WHAT IS REQUIRED:
Count how many lines in the items that follow contain the word "below", and reply with that number alone.

SUPPLIED RECORDS:
* BEGIN *

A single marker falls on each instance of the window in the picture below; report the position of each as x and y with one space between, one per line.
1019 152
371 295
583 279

* END *
* BEGIN *

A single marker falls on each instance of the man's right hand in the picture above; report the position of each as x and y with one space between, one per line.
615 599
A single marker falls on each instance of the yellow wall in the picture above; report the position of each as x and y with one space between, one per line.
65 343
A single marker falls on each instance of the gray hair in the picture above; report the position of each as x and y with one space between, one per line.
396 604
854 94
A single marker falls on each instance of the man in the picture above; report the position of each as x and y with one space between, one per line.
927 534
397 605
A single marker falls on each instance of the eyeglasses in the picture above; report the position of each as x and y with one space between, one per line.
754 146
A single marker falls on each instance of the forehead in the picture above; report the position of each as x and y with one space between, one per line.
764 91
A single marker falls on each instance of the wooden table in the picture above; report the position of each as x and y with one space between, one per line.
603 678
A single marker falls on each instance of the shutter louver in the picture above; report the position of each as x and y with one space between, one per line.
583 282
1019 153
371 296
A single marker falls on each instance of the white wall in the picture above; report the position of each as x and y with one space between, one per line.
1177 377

* END *
* BEGIN *

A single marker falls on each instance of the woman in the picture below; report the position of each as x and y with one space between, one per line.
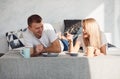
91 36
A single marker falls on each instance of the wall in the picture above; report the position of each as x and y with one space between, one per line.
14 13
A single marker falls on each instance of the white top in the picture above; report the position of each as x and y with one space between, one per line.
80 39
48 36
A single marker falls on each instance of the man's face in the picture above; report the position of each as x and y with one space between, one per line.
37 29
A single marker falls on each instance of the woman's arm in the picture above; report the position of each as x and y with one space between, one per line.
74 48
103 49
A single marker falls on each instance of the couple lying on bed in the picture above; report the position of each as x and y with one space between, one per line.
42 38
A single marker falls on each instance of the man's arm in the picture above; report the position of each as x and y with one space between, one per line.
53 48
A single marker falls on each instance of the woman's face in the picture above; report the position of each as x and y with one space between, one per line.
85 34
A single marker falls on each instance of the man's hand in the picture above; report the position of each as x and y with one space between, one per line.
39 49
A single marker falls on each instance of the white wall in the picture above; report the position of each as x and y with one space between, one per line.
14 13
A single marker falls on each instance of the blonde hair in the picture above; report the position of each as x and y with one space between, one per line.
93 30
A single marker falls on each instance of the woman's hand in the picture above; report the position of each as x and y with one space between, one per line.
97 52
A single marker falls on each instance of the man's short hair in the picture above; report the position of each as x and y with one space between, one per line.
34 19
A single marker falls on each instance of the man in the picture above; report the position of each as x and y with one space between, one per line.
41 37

* END *

PROBLEM SOLUTION:
2